• What you have to do: Copy each of the following records word for word, line by line.

• Records for the exercise:
• • • •

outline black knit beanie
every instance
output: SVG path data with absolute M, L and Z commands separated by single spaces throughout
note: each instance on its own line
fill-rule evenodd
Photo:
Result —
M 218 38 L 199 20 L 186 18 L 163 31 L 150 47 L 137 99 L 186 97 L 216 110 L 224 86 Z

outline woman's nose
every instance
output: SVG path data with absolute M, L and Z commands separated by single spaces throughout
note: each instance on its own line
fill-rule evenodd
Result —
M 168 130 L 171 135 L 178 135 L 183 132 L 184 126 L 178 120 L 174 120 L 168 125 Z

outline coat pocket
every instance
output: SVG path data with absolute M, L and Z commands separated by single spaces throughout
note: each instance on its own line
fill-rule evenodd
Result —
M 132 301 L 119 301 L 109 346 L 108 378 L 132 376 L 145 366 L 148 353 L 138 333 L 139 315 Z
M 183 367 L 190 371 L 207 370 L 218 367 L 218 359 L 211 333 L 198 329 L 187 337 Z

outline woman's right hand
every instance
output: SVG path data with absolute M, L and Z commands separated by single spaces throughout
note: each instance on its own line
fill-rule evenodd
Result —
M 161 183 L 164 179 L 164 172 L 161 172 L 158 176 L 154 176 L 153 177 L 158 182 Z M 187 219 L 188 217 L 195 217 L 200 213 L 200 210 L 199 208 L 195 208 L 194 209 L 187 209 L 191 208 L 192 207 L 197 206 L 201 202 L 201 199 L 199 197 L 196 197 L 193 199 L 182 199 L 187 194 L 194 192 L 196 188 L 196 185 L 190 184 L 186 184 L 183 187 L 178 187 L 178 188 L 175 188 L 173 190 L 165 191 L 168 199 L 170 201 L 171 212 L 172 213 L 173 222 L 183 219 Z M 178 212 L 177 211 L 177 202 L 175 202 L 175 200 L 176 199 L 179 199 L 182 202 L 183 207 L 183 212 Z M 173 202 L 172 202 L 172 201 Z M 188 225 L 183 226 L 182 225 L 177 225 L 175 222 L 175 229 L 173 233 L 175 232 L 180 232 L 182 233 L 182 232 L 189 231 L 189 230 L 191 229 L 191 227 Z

• • • •

• Solution to the problem:
outline black knit beanie
every instance
output: SVG path data with absolute M, L and Z commands separated by single spaces throughout
note: each instance on its own line
fill-rule evenodd
Photo:
Result —
M 218 38 L 199 20 L 186 18 L 163 31 L 150 47 L 137 99 L 186 97 L 216 110 L 224 86 Z

outline woman's nose
every instance
output: SVG path data with absolute M, L and Z commands separated by single spaces throughout
note: each instance on its own line
fill-rule evenodd
Result —
M 168 130 L 171 135 L 178 135 L 183 132 L 184 126 L 178 120 L 174 120 L 168 125 Z

outline coat pocket
every instance
output: SVG path data with absolute M, L and Z commands separated by single spaces throughout
note: each instance on its own line
fill-rule evenodd
Result —
M 132 301 L 119 301 L 109 346 L 108 378 L 132 376 L 145 366 L 148 353 L 138 333 L 139 315 Z
M 183 367 L 190 371 L 207 370 L 218 367 L 218 359 L 211 333 L 198 329 L 187 337 Z

outline woman's right hand
every instance
output: SVG path data with absolute M, L and Z commands separated by single spaces throughout
note: each instance on its own line
fill-rule evenodd
Result —
M 161 183 L 164 179 L 164 172 L 161 172 L 158 176 L 154 176 L 153 177 L 158 182 Z M 187 219 L 188 217 L 195 217 L 200 213 L 200 210 L 199 208 L 195 208 L 194 209 L 187 209 L 191 208 L 192 207 L 197 206 L 201 202 L 201 199 L 199 197 L 196 197 L 193 199 L 182 199 L 187 194 L 194 192 L 196 188 L 196 185 L 190 184 L 186 184 L 183 187 L 178 187 L 178 188 L 175 188 L 173 190 L 165 191 L 168 199 L 170 201 L 171 212 L 172 213 L 173 222 L 183 219 Z M 178 212 L 177 211 L 177 202 L 175 202 L 175 200 L 176 199 L 179 199 L 182 202 L 183 207 L 183 212 Z M 173 202 L 172 202 L 172 201 Z M 188 225 L 183 226 L 182 225 L 177 225 L 175 222 L 175 229 L 173 233 L 175 232 L 180 232 L 182 233 L 182 232 L 189 231 L 189 230 L 191 229 L 191 227 Z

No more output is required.